» PROBLEM DESCRIPTION: Give the whole listing below once more, exactly, without pictures.

<<<<

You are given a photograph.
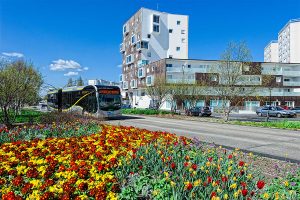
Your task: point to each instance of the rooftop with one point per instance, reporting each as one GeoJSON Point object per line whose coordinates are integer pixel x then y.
{"type": "Point", "coordinates": [289, 22]}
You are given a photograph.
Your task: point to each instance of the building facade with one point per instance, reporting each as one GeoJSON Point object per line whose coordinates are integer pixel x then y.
{"type": "Point", "coordinates": [271, 52]}
{"type": "Point", "coordinates": [288, 45]}
{"type": "Point", "coordinates": [149, 36]}
{"type": "Point", "coordinates": [283, 88]}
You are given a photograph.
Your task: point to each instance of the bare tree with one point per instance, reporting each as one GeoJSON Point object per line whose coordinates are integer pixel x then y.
{"type": "Point", "coordinates": [234, 86]}
{"type": "Point", "coordinates": [19, 85]}
{"type": "Point", "coordinates": [158, 92]}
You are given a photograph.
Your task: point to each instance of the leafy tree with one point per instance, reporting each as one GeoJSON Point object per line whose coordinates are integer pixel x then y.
{"type": "Point", "coordinates": [158, 92]}
{"type": "Point", "coordinates": [233, 86]}
{"type": "Point", "coordinates": [80, 81]}
{"type": "Point", "coordinates": [19, 85]}
{"type": "Point", "coordinates": [70, 82]}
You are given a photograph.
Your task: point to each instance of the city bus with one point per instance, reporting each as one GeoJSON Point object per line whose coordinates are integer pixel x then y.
{"type": "Point", "coordinates": [97, 100]}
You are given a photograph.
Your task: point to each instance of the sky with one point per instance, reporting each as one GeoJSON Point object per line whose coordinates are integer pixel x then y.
{"type": "Point", "coordinates": [72, 38]}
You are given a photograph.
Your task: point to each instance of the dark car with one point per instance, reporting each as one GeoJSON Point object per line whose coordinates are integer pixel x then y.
{"type": "Point", "coordinates": [205, 111]}
{"type": "Point", "coordinates": [296, 109]}
{"type": "Point", "coordinates": [275, 111]}
{"type": "Point", "coordinates": [199, 111]}
{"type": "Point", "coordinates": [126, 106]}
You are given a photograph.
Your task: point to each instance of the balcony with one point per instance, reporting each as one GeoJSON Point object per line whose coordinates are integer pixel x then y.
{"type": "Point", "coordinates": [291, 83]}
{"type": "Point", "coordinates": [122, 48]}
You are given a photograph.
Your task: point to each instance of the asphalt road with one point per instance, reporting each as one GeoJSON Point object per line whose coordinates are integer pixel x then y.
{"type": "Point", "coordinates": [274, 143]}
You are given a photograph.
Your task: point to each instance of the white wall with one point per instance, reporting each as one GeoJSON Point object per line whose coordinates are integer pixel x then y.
{"type": "Point", "coordinates": [163, 44]}
{"type": "Point", "coordinates": [175, 38]}
{"type": "Point", "coordinates": [295, 42]}
{"type": "Point", "coordinates": [271, 52]}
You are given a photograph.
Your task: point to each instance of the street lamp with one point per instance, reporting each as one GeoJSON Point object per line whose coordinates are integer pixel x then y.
{"type": "Point", "coordinates": [268, 116]}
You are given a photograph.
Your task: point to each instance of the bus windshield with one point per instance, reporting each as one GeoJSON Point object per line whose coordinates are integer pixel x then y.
{"type": "Point", "coordinates": [109, 102]}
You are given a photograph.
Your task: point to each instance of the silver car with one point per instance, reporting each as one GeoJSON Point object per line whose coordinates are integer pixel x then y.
{"type": "Point", "coordinates": [275, 111]}
{"type": "Point", "coordinates": [296, 109]}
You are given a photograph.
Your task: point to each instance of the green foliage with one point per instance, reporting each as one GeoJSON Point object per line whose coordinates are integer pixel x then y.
{"type": "Point", "coordinates": [285, 188]}
{"type": "Point", "coordinates": [27, 116]}
{"type": "Point", "coordinates": [19, 85]}
{"type": "Point", "coordinates": [181, 171]}
{"type": "Point", "coordinates": [59, 130]}
{"type": "Point", "coordinates": [145, 112]}
{"type": "Point", "coordinates": [276, 124]}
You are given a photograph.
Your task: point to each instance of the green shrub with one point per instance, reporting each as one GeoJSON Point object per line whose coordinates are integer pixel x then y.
{"type": "Point", "coordinates": [276, 124]}
{"type": "Point", "coordinates": [137, 111]}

>>>>

» SOLUTION BELOW:
You are given a photograph.
Your task: point to each instance of the rooftop with one point per instance, reporting each as one GeoJSON Point object per line whose coordinates are integer pixel x then y.
{"type": "Point", "coordinates": [289, 22]}
You are given a photograph.
Your task: point to each instance of the building facade with one point per instance, reporting each as one GeoJSON Point object per line whose coordinates are integer pixel x then y.
{"type": "Point", "coordinates": [271, 52]}
{"type": "Point", "coordinates": [288, 45]}
{"type": "Point", "coordinates": [149, 36]}
{"type": "Point", "coordinates": [283, 88]}
You are given a photograph.
Your task: point to each instance of the bare tree with one point per instance, reporting each as one GeoJSON Point object per line whose coordinates are integer pixel x then y.
{"type": "Point", "coordinates": [234, 86]}
{"type": "Point", "coordinates": [19, 85]}
{"type": "Point", "coordinates": [158, 92]}
You are given a photograph.
Your task: point to each instance of the leafy tree with one point per instance, reporting each as one GeoJSON Point object per line whose coordinates are integer pixel x then y.
{"type": "Point", "coordinates": [158, 92]}
{"type": "Point", "coordinates": [233, 86]}
{"type": "Point", "coordinates": [80, 81]}
{"type": "Point", "coordinates": [19, 85]}
{"type": "Point", "coordinates": [70, 82]}
You are given a photograph.
Your task: point to each instance of the city bus with one point per instance, reporting each as one GeoJSON Point object per line whose coordinates are integer pixel x then y.
{"type": "Point", "coordinates": [97, 100]}
You are given a photograph.
Your task: point to each instance of the sky with one point per instance, reporting each as one GeoJSON Point object per line whose coordinates are integer pixel x then y.
{"type": "Point", "coordinates": [72, 38]}
You are given a photograph.
Your task: point to each instance of the dark car with one point per instance, reporting each as one GeoJSON Point object per line whose coordinates are integer pixel x then y.
{"type": "Point", "coordinates": [205, 111]}
{"type": "Point", "coordinates": [296, 109]}
{"type": "Point", "coordinates": [275, 111]}
{"type": "Point", "coordinates": [199, 111]}
{"type": "Point", "coordinates": [126, 106]}
You are given a photograph.
Your task: point to each instance of the balcony with one point per instance, reporting each as one GeoJSON Point object per line whose coordinates are integer pixel x then y.
{"type": "Point", "coordinates": [291, 83]}
{"type": "Point", "coordinates": [122, 48]}
You are given a photograph.
Your task: point to each instance of the asphalt road with one point per instance, reporting each as one GeoJSON Point object per line whose coordinates are integer pixel x then y.
{"type": "Point", "coordinates": [274, 143]}
You are given a photograph.
Your task: point to each instance of the white wall with one point per instance, reporting each as one GeoJSON Point object per line whose coordinates are integer pixel x then y.
{"type": "Point", "coordinates": [163, 44]}
{"type": "Point", "coordinates": [175, 38]}
{"type": "Point", "coordinates": [295, 42]}
{"type": "Point", "coordinates": [271, 52]}
You are given a photograph.
Your task: point to each instance of the street lamp with one point per instance, reporting each as one GeoJSON Point object per line whose coordinates are integer pixel x then y.
{"type": "Point", "coordinates": [268, 116]}
You are given a photograph.
Your task: point to each instance of the bus windshield with one point per instance, reporting each as one GeoJSON Point object per line whose coordinates are integer pixel x then y.
{"type": "Point", "coordinates": [109, 102]}
You are given a photograph.
Your task: point to each instance of the silver car with one point per instance, reporting each as one GeoJSON Point object per line whose coordinates are integer pixel x then y.
{"type": "Point", "coordinates": [275, 111]}
{"type": "Point", "coordinates": [296, 109]}
You are given a photograph.
Your task: point to each instance of the green foliage with one point per instance, reporting each as one GeoJSON Point object per line whose coordinates are integer pixel x then y.
{"type": "Point", "coordinates": [285, 188]}
{"type": "Point", "coordinates": [27, 116]}
{"type": "Point", "coordinates": [19, 85]}
{"type": "Point", "coordinates": [181, 171]}
{"type": "Point", "coordinates": [59, 130]}
{"type": "Point", "coordinates": [145, 112]}
{"type": "Point", "coordinates": [276, 124]}
You are given a photograph.
Your task: point to each instance of the green shrub with one point per instance, reporting each as one GeoJSON Point object per line whose coordinates are integer pixel x then y.
{"type": "Point", "coordinates": [276, 124]}
{"type": "Point", "coordinates": [137, 111]}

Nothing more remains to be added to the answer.